## Extract provided
* * * * * * *
Supporting Children’s Sense of Belonging and Identity: Raising Global Citizens from the Inside Out

belonging global parenting identity Mar 16, 2026

In my recent episode of The Everyday Global Citizen Podcast, I explored how belonging and identity shape us across a lifetime. But these questions begin much earlier — in childhood.

 

Children are incredibly perceptive.

They notice:

  • Who gets questioned

  • Who gets corrected

  • Who is represented

  • Who is absent

  • What is treated as “normal”

Before children have language for identity, they are already absorbing messages about belonging.

 

Belonging Is Relational — And Children Feel It Immediately

Belonging is not something a child simply declares. It is something they experience.

When a child’s name is mispronounced repeatedly without care.
When their culture is exoticized.
When their family structure is treated as unusual.
When books and classrooms reflect only one kind of story.

They learn where they stand.

To support belonging, adults must ask:

  • Does this child feel seen as natural here?

True belonging happens when a child’s presence does not require justification.

 

Allow Identity to Be “Both-And”

Children — especially cross-cultural children — are often asked to choose.

“Are you more this, or more that?”

But identity does not need to be measured.

When we allow children to hold layered identities — cultural, linguistic, religious, national — without forcing hierarchy, we communicate something powerful:

Complexity is strength.
Multiplicity is normal.

This foundation creates adults who are less threatened by difference — because they have already learned to live with it internally.
* * * * * * *
## Given records
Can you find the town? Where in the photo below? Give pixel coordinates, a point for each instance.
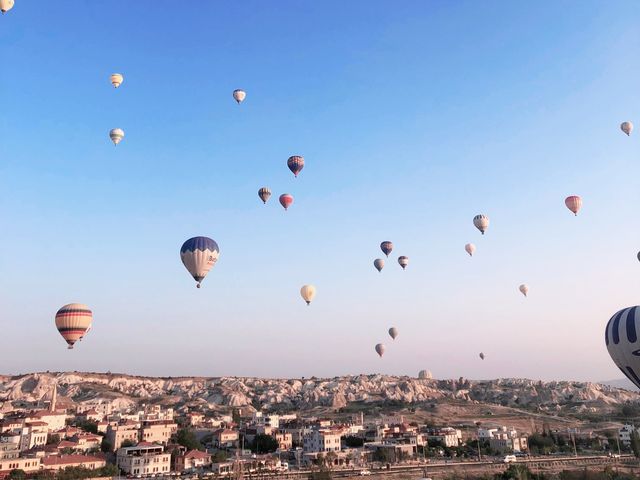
(99, 440)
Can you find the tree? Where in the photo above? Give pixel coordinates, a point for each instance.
(264, 444)
(635, 443)
(17, 474)
(187, 439)
(106, 446)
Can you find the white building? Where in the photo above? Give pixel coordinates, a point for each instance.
(321, 441)
(143, 459)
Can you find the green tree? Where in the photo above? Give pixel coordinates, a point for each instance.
(264, 444)
(187, 439)
(17, 474)
(635, 443)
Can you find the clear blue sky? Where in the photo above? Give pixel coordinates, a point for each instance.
(412, 116)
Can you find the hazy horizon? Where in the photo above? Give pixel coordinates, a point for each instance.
(412, 117)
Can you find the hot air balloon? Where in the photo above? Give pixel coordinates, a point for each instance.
(295, 164)
(239, 95)
(73, 321)
(116, 80)
(264, 193)
(573, 203)
(308, 292)
(481, 222)
(116, 135)
(470, 248)
(621, 338)
(6, 5)
(286, 200)
(199, 255)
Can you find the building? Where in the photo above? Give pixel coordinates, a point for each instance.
(143, 459)
(157, 431)
(624, 434)
(192, 460)
(321, 441)
(60, 462)
(285, 440)
(224, 438)
(121, 432)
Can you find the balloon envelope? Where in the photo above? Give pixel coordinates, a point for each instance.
(116, 80)
(470, 249)
(308, 293)
(621, 338)
(116, 135)
(295, 164)
(239, 95)
(73, 321)
(6, 5)
(286, 200)
(199, 255)
(573, 203)
(481, 222)
(264, 193)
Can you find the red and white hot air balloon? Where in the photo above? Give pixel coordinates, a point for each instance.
(573, 203)
(73, 321)
(286, 200)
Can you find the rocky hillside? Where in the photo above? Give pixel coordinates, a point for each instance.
(124, 391)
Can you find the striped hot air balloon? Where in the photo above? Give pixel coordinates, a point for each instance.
(481, 222)
(286, 200)
(264, 193)
(386, 247)
(295, 164)
(199, 255)
(573, 203)
(239, 95)
(621, 338)
(73, 321)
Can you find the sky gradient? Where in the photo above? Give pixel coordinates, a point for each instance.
(412, 116)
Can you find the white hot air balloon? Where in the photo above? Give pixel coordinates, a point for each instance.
(393, 332)
(239, 95)
(116, 135)
(308, 292)
(470, 249)
(116, 80)
(6, 5)
(481, 222)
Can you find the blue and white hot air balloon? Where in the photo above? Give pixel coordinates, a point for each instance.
(622, 338)
(199, 255)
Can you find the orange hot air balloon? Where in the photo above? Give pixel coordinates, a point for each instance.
(73, 321)
(573, 203)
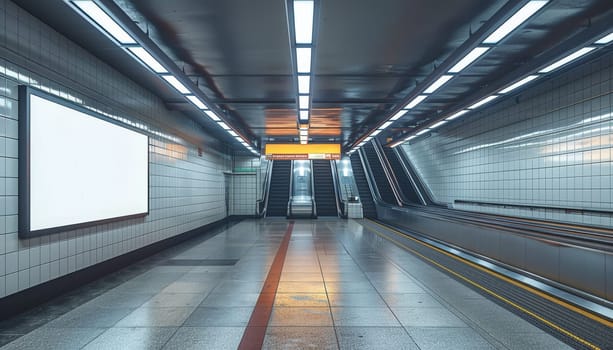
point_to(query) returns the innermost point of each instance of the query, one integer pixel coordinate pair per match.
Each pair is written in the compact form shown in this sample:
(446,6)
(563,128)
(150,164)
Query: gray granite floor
(341,287)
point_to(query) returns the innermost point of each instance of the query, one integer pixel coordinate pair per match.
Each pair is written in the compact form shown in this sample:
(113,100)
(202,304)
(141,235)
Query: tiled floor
(341,287)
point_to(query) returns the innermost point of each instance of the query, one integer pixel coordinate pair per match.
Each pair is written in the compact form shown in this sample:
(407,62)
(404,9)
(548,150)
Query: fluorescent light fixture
(456,115)
(438,124)
(196,101)
(304,115)
(304,84)
(147,59)
(483,101)
(522,82)
(212,115)
(385,125)
(515,21)
(104,21)
(303,21)
(172,80)
(398,115)
(438,83)
(607,39)
(573,56)
(468,59)
(417,100)
(303,59)
(303,102)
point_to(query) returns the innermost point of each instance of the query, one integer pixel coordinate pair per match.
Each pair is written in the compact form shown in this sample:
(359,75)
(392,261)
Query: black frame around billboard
(24,163)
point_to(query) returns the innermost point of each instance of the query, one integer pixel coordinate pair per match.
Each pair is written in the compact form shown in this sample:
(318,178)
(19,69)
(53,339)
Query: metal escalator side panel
(376,172)
(365,189)
(279,188)
(424,189)
(301,203)
(406,184)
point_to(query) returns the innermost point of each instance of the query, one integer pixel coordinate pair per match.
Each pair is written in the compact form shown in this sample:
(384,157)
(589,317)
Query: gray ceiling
(368,56)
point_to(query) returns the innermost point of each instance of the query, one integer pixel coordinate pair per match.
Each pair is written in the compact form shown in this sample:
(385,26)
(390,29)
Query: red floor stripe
(253,338)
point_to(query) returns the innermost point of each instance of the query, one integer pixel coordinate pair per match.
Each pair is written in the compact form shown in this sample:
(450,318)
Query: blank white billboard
(82,169)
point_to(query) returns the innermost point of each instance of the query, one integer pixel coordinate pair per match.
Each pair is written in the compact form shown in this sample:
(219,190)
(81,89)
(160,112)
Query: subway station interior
(306,174)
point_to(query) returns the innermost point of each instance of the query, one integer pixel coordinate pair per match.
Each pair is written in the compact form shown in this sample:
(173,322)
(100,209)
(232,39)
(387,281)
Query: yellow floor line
(494,294)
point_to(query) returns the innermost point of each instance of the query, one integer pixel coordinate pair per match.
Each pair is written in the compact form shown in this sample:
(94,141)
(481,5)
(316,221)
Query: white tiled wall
(186,190)
(552,148)
(243,197)
(244,189)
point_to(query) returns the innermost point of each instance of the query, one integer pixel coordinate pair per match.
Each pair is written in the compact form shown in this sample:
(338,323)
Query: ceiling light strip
(522,15)
(302,34)
(102,18)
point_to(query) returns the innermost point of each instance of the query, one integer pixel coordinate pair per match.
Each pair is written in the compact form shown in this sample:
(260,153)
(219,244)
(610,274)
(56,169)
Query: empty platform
(278,284)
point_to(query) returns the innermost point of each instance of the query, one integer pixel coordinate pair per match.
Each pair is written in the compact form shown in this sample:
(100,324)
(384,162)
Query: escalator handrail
(376,196)
(266,188)
(288,211)
(420,184)
(410,177)
(391,178)
(340,204)
(313,206)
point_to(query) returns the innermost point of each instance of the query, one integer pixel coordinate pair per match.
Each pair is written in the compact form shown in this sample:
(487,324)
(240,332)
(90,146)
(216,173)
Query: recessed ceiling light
(514,21)
(456,115)
(438,83)
(303,21)
(172,80)
(212,115)
(438,124)
(304,84)
(147,59)
(522,82)
(414,102)
(607,39)
(385,125)
(303,101)
(483,101)
(304,116)
(468,59)
(573,56)
(105,22)
(303,59)
(398,115)
(196,101)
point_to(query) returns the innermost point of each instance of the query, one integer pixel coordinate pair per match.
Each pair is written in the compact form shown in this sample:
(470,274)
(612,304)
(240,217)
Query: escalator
* * * * * * *
## Exercise requirements
Name every item the post on children's belonging says children notice. Work only from the post on children's belonging.

## Finished exercise
- Who gets questioned
- Who gets corrected
- Who is represented
- Who is absent
- What is treated as "normal"